Can you convert every line of the rows below into a JSON list of strings, one string per line, skipping blank lines and leaving out the pictures?
>>
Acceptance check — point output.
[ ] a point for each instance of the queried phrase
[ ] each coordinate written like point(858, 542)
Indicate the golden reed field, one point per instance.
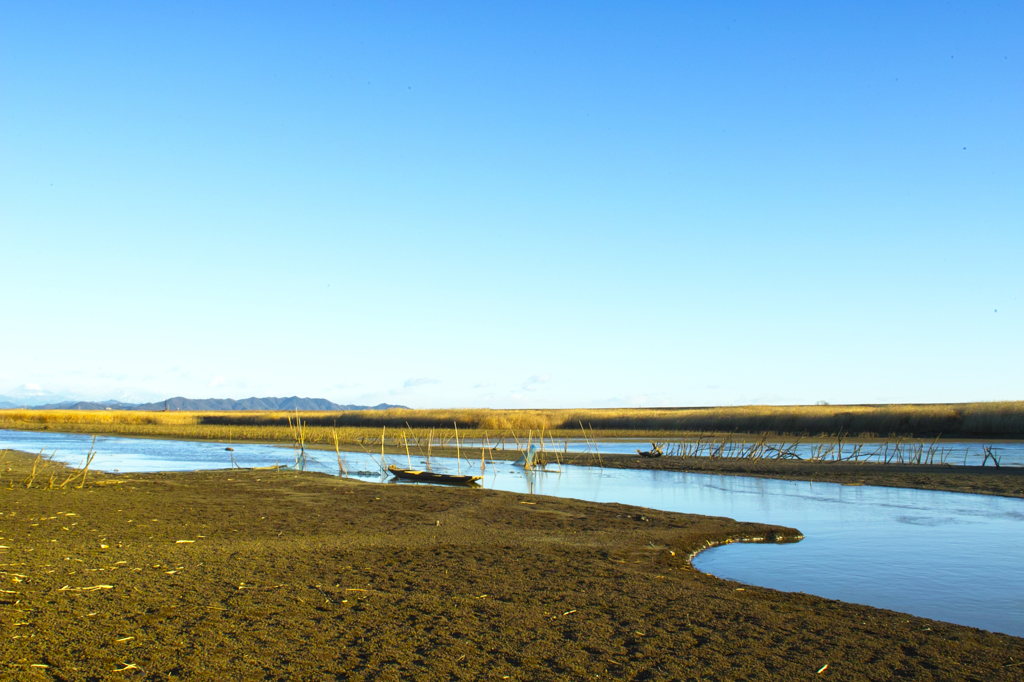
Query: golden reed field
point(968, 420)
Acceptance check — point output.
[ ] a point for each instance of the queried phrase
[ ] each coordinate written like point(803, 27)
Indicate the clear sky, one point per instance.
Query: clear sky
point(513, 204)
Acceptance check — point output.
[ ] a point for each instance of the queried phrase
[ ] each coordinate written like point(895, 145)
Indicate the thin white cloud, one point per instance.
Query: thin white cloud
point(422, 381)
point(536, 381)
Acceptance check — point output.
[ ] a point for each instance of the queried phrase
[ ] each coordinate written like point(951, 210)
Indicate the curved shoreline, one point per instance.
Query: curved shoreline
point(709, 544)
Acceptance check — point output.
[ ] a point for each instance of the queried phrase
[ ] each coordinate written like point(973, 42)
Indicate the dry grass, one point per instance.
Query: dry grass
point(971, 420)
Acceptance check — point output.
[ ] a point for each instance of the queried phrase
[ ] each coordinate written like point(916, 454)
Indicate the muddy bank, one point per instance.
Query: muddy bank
<<
* **The result**
[
  "Acceptance check — point output.",
  "[ ] a point for each instance of the queried phrase",
  "[ ] each coordinate written like point(858, 542)",
  "Indicate the golden reed field, one point per instance.",
  "Query: golden reed field",
  "point(968, 420)",
  "Acceptance check — point output.",
  "[ ] a point for each instance of the queried phrase",
  "[ ] each coordinate written like point(803, 27)",
  "Indicate the clear sky, one point per instance.",
  "Query: clear sky",
  "point(513, 204)",
  "Acceptance check — point output.",
  "[ ] a point for each instance of the queried phrase",
  "[ ] each coordinate written like point(895, 145)",
  "Indicate the thin white cloud, one point per instance.",
  "Query: thin white cloud",
  "point(422, 381)",
  "point(536, 381)",
  "Acceptance check — point output.",
  "[ ] a point for each instance of the queried phrase",
  "[ ] each coordinate written like point(951, 210)",
  "Indicate the curved shoreline, one point per instance.",
  "Query: curved shoreline",
  "point(709, 544)",
  "Acceptance check — point output.",
  "[ ] a point for each instance of the queried phrase",
  "[ ] each coordinate written like point(973, 42)",
  "Indicate the dry grass, one point per instance.",
  "Query: dry grass",
  "point(971, 420)",
  "Acceptance check — point output.",
  "[ ] a point for each instance of the queried phrase",
  "[ ] each coordinate written like point(916, 454)",
  "Indicate the muddy bank, one point per instance.",
  "Query: muddy bank"
]